> **作業内容**
(1) 本陣祭の記事について、次の問いに答えよ。
(a) 小原宿は江戸時代、甲州街道の何番目の宿場として栄えたか。
(b) 東海道や甲州街道に置かれた神奈川県下の本陣は、全部でいくつあったか。
(c) 大名行列を練り歩くのは総勢約何人か。
(2) 一覧のうち、「Every instance of the paved」を含む行から「Trace each instance of the paved driveway.」を含む行までを、1行を1つの文字列とするJSONリストに書き直すこと。両端の行も含め、空行は除く。

***** 参照文書

相模原市で「第28回甲州街道小原宿本陣祭」が11月3日に開催。のどかな山里風景の中をゆく大名行列は必見!
江戸時代に宿場として栄えた神奈川県相模原市の甲州街道小原宿(おばらじゅく)で、「第28回甲州街道小原宿本陣祭」が2024年11月3日(日・祝)に行われる。参勤交代を再現した大名行列をはじめ本陣太鼓の演奏や火縄銃演武など歴史情緒あふれる催しを見学して、地域の歴史を楽しく学ぼう。
神奈川県下で唯一現存する小原宿本陣
相模湖の東部にある小原宿は、江戸時代、甲州街道の9番目の宿場として栄えた。宿場には本陣と呼ばれる、参勤交代の際に諸大名や幕府の役人、公家衆などが使った休憩宿泊施設があり、東海道や甲州街道に置かれた神奈川県下の26の本陣の中で唯一現存するのが小原宿本陣だ。小原地区一帯は純日本風の立派な建造物の小原宿本陣を中心に往時の面影を残している。
そんな地域の歴史文化を後世に伝えるべく開催されるのが「甲州街道小原宿本陣祭」だ。当日は12時頃から江戸時代の参勤交代を再現した大名行列が行われる。「した~に~!、した~に~!」と声を挙げて行列を先導する供侍に続き、奴(やっこ)、奉行、殿様、姫様、腰元など総勢約70人が悠々と練り歩き、まるで時代劇のワンシーンを見ているようだ。

**********
***** 元データ一覧

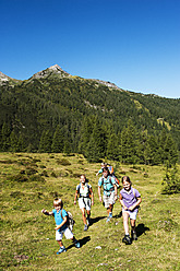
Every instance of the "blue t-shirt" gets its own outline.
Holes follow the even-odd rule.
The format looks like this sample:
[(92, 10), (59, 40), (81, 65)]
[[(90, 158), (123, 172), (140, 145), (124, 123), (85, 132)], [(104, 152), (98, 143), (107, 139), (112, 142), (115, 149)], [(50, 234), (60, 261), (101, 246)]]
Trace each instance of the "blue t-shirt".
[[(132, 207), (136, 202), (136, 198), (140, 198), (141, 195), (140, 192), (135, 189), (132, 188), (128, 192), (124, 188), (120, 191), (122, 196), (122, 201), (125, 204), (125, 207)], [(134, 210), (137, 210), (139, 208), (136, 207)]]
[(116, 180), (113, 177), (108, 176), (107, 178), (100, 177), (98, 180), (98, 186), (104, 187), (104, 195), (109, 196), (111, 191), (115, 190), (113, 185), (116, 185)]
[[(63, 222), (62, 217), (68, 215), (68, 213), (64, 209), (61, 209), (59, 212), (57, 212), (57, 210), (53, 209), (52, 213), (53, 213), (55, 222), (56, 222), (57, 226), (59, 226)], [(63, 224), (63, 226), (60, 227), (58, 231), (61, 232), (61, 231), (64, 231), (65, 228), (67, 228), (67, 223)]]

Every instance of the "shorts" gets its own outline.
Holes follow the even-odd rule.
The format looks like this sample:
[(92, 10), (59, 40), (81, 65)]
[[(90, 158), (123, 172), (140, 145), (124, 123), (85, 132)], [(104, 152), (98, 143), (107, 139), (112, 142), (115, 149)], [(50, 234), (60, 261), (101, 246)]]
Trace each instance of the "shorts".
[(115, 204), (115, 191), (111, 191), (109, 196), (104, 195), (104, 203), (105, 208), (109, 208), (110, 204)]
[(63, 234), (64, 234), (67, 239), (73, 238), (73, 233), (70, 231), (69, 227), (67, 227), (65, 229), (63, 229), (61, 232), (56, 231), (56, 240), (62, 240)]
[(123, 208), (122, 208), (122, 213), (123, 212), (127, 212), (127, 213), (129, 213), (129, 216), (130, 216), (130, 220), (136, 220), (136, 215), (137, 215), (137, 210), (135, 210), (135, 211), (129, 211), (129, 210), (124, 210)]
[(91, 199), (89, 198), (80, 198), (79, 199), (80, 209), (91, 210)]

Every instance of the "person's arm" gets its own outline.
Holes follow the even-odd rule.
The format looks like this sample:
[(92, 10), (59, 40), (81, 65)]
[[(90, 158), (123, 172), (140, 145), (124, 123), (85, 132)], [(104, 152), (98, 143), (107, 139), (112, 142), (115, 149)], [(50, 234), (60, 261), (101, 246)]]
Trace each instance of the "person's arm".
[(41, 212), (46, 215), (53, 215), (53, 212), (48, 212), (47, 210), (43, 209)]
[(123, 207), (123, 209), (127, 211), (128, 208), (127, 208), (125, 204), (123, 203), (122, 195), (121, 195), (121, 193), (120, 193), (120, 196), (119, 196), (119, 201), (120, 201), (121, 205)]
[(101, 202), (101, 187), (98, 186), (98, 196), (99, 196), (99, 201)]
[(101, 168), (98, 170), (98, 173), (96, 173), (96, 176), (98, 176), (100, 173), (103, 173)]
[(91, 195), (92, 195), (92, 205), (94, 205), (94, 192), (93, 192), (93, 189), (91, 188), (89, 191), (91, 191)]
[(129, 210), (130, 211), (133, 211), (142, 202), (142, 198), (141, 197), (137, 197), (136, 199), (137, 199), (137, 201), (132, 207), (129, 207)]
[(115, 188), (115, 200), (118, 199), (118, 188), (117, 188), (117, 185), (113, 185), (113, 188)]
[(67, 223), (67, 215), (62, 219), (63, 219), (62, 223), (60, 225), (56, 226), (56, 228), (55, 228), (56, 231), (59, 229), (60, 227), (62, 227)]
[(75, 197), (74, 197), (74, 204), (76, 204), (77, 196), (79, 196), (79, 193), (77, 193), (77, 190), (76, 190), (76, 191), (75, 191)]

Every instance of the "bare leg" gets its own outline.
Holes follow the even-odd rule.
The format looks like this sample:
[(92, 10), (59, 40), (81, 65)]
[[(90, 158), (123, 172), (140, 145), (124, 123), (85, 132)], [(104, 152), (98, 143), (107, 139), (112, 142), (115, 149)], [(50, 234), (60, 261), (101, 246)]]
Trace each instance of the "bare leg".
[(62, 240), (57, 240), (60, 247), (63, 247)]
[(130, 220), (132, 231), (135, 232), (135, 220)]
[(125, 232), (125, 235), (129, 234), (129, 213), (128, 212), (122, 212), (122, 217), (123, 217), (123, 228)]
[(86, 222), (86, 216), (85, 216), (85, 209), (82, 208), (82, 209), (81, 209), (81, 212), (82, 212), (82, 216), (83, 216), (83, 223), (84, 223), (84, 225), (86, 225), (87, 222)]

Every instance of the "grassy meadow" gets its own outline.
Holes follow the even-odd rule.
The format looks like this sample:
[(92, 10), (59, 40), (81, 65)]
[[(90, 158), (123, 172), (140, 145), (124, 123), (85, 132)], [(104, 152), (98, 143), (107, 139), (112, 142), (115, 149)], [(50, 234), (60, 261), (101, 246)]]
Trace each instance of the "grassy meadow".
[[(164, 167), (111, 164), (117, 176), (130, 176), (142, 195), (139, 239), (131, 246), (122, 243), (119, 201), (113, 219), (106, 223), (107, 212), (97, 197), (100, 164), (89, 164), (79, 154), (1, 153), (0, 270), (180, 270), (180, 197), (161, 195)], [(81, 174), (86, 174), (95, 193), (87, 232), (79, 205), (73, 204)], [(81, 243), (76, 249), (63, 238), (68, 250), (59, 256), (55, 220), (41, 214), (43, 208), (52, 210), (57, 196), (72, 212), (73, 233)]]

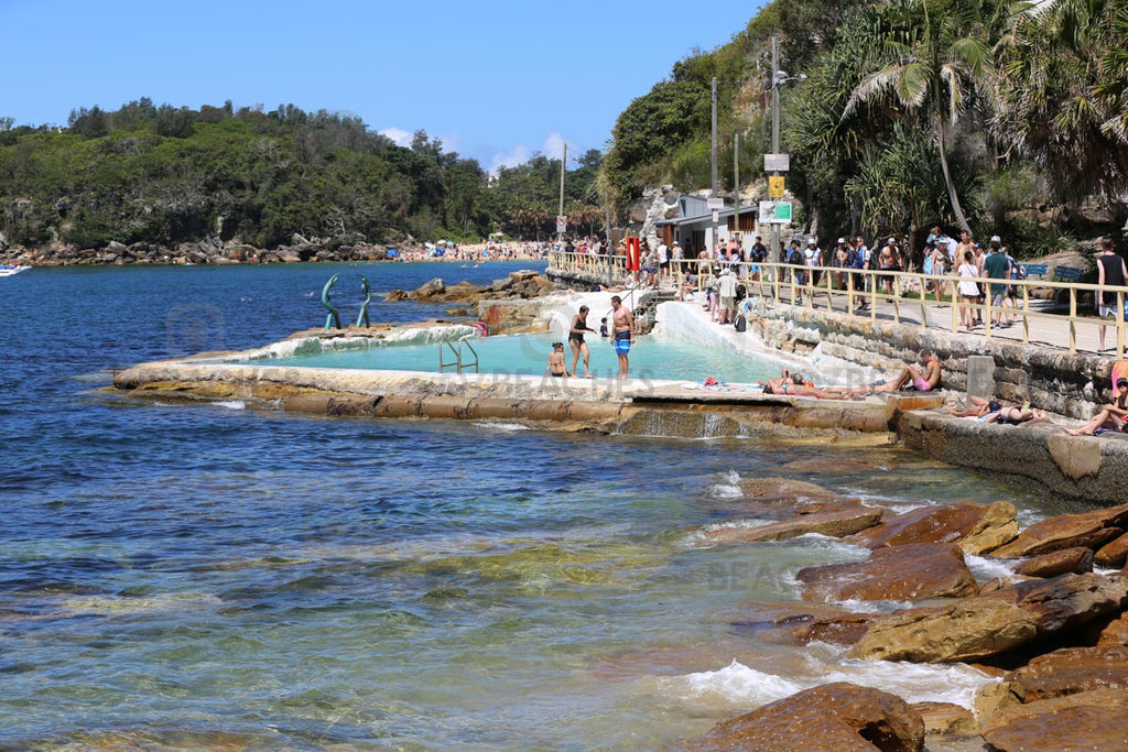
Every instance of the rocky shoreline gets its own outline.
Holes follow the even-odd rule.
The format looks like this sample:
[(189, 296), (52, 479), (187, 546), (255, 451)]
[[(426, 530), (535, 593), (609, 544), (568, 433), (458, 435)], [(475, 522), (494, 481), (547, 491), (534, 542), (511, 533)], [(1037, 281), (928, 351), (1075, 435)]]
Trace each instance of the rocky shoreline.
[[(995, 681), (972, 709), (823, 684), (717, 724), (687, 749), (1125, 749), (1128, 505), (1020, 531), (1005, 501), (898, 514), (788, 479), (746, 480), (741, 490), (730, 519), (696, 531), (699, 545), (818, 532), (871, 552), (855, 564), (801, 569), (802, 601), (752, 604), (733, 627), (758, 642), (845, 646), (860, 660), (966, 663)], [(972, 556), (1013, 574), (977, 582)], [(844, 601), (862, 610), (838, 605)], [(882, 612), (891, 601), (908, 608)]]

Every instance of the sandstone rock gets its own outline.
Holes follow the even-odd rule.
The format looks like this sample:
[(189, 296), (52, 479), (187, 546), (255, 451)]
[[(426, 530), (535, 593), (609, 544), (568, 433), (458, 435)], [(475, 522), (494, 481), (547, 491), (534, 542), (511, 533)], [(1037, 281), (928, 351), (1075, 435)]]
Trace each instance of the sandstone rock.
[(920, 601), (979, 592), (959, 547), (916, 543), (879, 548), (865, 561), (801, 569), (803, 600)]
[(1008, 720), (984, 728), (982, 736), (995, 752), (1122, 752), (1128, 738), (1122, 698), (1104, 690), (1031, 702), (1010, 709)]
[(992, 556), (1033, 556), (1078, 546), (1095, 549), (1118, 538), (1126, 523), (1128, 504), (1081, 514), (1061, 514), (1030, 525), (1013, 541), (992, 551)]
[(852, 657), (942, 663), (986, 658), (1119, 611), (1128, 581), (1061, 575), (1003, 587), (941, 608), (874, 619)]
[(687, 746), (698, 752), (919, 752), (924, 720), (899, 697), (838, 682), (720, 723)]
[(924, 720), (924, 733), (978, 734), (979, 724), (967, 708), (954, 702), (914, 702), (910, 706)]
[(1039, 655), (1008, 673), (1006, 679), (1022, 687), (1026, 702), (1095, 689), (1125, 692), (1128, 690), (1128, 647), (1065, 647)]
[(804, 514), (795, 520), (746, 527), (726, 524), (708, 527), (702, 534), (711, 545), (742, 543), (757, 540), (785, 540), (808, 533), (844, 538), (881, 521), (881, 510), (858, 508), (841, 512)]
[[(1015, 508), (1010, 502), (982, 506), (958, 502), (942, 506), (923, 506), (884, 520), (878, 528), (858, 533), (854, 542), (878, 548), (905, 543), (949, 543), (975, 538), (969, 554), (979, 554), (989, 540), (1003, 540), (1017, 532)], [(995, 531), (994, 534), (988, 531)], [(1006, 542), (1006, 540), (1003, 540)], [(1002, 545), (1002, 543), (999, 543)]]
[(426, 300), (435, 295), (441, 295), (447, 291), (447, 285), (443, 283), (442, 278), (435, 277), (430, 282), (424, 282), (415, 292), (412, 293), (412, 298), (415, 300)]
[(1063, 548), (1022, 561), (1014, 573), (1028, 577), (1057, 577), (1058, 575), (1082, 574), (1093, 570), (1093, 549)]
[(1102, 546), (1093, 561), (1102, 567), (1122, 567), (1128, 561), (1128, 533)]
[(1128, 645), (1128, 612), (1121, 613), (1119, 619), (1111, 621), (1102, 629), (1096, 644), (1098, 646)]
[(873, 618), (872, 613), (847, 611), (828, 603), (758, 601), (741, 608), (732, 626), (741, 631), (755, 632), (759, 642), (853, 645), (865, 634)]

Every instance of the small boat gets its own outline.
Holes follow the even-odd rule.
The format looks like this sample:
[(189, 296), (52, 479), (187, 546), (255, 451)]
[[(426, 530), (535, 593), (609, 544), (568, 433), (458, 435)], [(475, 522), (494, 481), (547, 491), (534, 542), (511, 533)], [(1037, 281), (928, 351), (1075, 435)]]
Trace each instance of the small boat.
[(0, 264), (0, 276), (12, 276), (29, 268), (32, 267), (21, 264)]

**********
***** 元データ一覧

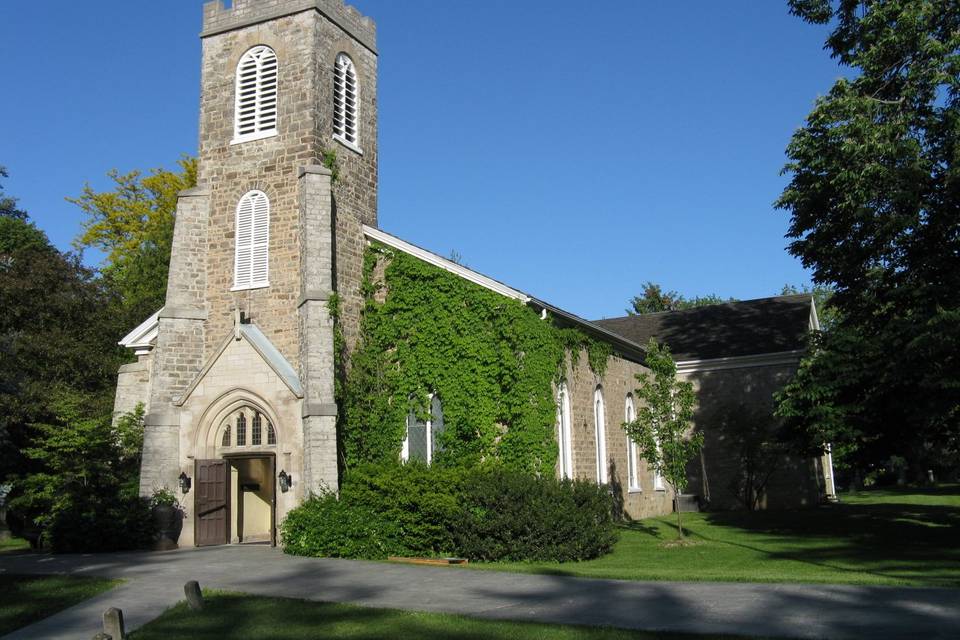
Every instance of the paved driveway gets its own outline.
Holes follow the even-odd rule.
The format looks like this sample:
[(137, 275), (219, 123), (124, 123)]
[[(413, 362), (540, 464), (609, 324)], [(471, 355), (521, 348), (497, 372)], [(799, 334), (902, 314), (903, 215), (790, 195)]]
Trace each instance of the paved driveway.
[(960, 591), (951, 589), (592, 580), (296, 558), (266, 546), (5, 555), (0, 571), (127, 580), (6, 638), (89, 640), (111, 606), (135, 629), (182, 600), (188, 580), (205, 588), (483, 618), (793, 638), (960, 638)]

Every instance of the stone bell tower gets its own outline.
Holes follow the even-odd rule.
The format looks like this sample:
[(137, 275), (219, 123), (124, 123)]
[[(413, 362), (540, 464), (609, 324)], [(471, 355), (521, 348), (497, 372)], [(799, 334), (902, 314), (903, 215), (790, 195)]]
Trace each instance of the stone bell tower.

**********

> **解答**
(1)
(a) 小原宿は甲州街道の9番目の宿場として栄えた。
(b) 神奈川県下の本陣は全部で26あった。
(c) 大名行列は総勢約70人である。

(2)
[
  "Every instance of the paved driveway gets its own outline.",
  "Holes follow the even-odd rule.",
  "The format looks like this sample:",
  "[(137, 275), (219, 123), (124, 123)]",
  "[[(413, 362), (540, 464), (609, 324)], [(471, 355), (521, 348), (497, 372)], [(799, 334), (902, 314), (903, 215), (790, 195)]]",
  "Trace each instance of the paved driveway."
]